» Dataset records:
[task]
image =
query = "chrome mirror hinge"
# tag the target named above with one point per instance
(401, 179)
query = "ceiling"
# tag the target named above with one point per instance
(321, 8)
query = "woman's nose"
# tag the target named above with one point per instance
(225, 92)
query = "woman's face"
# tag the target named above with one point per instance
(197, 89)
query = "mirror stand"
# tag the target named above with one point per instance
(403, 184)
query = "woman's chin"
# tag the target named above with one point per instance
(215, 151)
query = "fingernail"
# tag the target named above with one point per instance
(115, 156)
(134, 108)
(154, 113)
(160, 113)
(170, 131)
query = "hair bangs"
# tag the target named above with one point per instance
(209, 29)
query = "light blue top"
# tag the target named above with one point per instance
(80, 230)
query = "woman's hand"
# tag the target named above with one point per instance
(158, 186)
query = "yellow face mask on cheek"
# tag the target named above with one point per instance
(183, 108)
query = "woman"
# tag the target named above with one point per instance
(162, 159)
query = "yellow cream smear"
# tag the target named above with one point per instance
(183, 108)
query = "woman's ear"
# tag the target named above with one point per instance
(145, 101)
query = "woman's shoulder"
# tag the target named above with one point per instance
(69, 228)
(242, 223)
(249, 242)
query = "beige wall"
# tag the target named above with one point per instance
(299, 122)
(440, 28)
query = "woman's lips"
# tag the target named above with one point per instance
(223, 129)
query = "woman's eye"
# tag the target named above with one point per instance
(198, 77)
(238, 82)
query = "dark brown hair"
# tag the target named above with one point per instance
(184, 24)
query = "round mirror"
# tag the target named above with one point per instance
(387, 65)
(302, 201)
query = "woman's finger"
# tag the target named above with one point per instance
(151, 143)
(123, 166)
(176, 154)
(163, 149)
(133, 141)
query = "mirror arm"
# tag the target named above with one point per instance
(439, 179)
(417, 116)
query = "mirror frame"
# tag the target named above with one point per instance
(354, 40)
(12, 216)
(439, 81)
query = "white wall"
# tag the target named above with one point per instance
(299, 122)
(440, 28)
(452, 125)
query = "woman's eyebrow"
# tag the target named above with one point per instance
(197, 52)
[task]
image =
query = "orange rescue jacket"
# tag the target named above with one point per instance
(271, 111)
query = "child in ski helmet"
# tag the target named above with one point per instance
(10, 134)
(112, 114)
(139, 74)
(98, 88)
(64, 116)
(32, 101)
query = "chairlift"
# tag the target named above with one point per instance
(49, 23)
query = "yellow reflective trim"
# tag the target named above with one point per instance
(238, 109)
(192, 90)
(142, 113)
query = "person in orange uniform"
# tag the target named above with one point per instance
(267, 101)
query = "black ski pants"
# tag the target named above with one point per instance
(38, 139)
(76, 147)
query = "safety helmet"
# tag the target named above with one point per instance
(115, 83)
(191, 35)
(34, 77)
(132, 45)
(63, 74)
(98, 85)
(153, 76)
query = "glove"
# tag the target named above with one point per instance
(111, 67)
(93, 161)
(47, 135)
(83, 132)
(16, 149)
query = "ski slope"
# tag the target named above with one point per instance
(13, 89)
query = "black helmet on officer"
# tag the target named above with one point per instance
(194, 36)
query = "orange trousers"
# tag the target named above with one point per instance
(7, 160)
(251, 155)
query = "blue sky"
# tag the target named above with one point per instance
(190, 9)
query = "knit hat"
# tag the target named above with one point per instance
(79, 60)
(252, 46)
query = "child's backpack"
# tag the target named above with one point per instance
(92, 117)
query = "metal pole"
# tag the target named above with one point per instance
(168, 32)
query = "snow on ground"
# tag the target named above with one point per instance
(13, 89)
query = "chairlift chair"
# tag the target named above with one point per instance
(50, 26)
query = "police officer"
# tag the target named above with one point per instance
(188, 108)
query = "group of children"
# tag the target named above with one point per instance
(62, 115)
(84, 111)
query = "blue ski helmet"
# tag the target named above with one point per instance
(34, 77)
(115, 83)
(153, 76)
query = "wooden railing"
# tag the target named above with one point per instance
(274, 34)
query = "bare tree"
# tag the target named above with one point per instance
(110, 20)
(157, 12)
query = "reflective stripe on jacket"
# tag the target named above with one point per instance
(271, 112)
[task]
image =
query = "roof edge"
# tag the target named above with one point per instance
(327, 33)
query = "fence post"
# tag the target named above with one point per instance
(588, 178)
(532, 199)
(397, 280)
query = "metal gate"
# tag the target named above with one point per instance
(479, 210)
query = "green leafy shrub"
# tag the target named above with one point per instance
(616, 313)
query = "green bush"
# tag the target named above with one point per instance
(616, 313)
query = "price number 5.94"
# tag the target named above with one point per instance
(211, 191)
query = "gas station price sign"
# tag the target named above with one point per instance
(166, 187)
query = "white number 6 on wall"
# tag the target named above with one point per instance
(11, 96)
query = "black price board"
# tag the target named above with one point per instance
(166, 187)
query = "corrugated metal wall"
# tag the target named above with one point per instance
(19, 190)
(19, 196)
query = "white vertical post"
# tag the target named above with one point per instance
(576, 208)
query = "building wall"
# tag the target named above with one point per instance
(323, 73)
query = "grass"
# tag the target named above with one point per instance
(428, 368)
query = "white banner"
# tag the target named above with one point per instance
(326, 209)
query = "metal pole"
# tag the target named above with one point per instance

» PROBLEM DESCRIPTION: Return every entry verbatim.

» SOLUTION BELOW:
[task]
image =
query = "chrome mirror hinge"
# tag the target named above with one point per instance
(401, 179)
query = "ceiling"
# tag the target named above with one point per instance
(321, 8)
query = "woman's nose"
# tag the target named above with one point per instance
(225, 92)
query = "woman's face"
# tag the target named above with one point per instance
(197, 89)
query = "mirror stand"
# tag the target named above with one point per instance
(403, 184)
query = "woman's chin"
# tag the target named above with one point per instance
(215, 151)
query = "fingernail"
# tag the target named above with one point per instance
(115, 156)
(134, 108)
(154, 113)
(160, 113)
(170, 131)
query = "hair bangs"
# tag the target named above with one point per instance
(209, 29)
query = "light blue top"
# tag the target named above with one point per instance
(80, 230)
query = "woman's hand"
# tag the target named above with one point per instance
(158, 186)
query = "yellow face mask on cheek"
# tag the target named above with one point per instance
(183, 108)
query = "woman"
# tag the target named above with one point per instance
(162, 159)
query = "yellow cream smear"
# tag the target named above with one point per instance
(183, 108)
query = "woman's ear"
# tag the target named above with one point per instance
(145, 101)
query = "woman's shoulder"
# tag the target named above with one point per instance
(69, 228)
(242, 223)
(249, 242)
query = "beige wall"
# tag the target named above with one point per instance
(299, 122)
(440, 28)
query = "woman's lips"
# tag the target named above with one point per instance
(223, 129)
query = "woman's eye"
# tag the target named above with one point per instance
(198, 77)
(238, 82)
query = "dark brown hair"
# tag the target named above with one point per instance
(184, 24)
query = "round mirror"
# tag the target named above with one point per instance
(387, 65)
(302, 201)
query = "woman's finger"
# tag the target named above with one point per instance
(151, 143)
(123, 166)
(176, 154)
(163, 149)
(133, 141)
query = "mirror arm"
# tag the target named above with one point per instance
(439, 179)
(417, 116)
query = "mirror frame"
# tag the target named above with one point per instance
(354, 40)
(12, 216)
(439, 81)
query = "white wall"
# tag the target named above with one point per instance
(299, 122)
(440, 28)
(452, 125)
query = "woman's eyebrow"
# tag the target named above with one point per instance
(197, 52)
[task]
image =
query = "orange rescue jacket"
# tag the target named above with one point per instance
(271, 111)
query = "child in ski helmet"
# tag the target named above with one point per instance
(10, 134)
(112, 114)
(139, 74)
(98, 88)
(64, 116)
(32, 101)
query = "chairlift"
# tag the target named above with one point per instance
(49, 23)
query = "yellow reflective trim"
# tag the target named above with one point per instance
(238, 109)
(192, 90)
(142, 113)
query = "person in orange uniform"
# tag the target named above with one point per instance
(267, 101)
query = "black ski pants"
# tag the target named above with one point per instance
(38, 139)
(76, 147)
query = "safety helmet"
# tag the target named above with one point per instance
(115, 83)
(191, 35)
(34, 77)
(132, 45)
(63, 74)
(98, 85)
(153, 76)
query = "glove"
# tag the target named above with one point per instance
(111, 67)
(93, 161)
(47, 135)
(83, 132)
(16, 149)
query = "ski slope"
# tag the target named above with one point per instance
(13, 89)
query = "black helmet on officer"
# tag the target named above with one point per instance
(194, 36)
query = "orange trousers"
# tag the target named above with one point per instance
(7, 160)
(251, 155)
query = "blue sky"
# tag the target named above with one point per instance
(190, 9)
query = "knit hat"
# tag the target named above with one point per instance
(79, 60)
(252, 46)
query = "child's backpack"
# tag the target named above with one point per instance
(92, 117)
query = "metal pole"
# tag the target named above with one point per instance
(168, 32)
query = "snow on ground"
# tag the target named above with one point per instance
(13, 89)
query = "chairlift chair"
# tag the target named above with one point per instance
(50, 26)
query = "police officer"
# tag the target named above with one point per instance
(188, 108)
query = "group of children"
# tag the target named above with one point per instance
(62, 115)
(84, 111)
query = "blue ski helmet"
# tag the target named above with one point per instance
(34, 77)
(115, 83)
(153, 76)
query = "wooden railing"
# tag the target named above with one point per instance
(274, 34)
query = "bare tree"
# tag the target named above with one point per instance
(110, 20)
(157, 12)
query = "reflective stripe on jacket"
# tag the target named above with one point per instance
(271, 112)
[task]
image =
query = "roof edge"
# tag the target named above with one point per instance
(327, 33)
query = "fence post"
# tag the target named above with one point per instance
(588, 178)
(532, 199)
(397, 280)
query = "metal gate"
# tag the target named above with one point per instance
(479, 210)
query = "green leafy shrub"
# tag the target named above with one point per instance
(616, 313)
query = "green bush"
# tag the target named above with one point per instance
(616, 313)
query = "price number 5.94"
# tag the target named above with one point per instance
(211, 191)
query = "gas station price sign"
# tag the target named above with one point per instance
(166, 187)
query = "white number 6 on wall"
# tag the target named above with one point per instance
(11, 96)
query = "black price board"
# tag the target named above with one point per instance
(166, 187)
query = "corrugated metal wall"
# tag the target named above with one point per instance
(19, 190)
(19, 196)
query = "white vertical post"
# tag the target named above with one point per instance
(576, 208)
query = "building wall"
# tag the target named above with one point per instance
(323, 73)
query = "grass"
# tag the target named above with one point per instance
(428, 368)
query = "white banner"
# tag the target named above with one point per instance
(326, 209)
query = "metal pole"
# tag the target named above with one point per instance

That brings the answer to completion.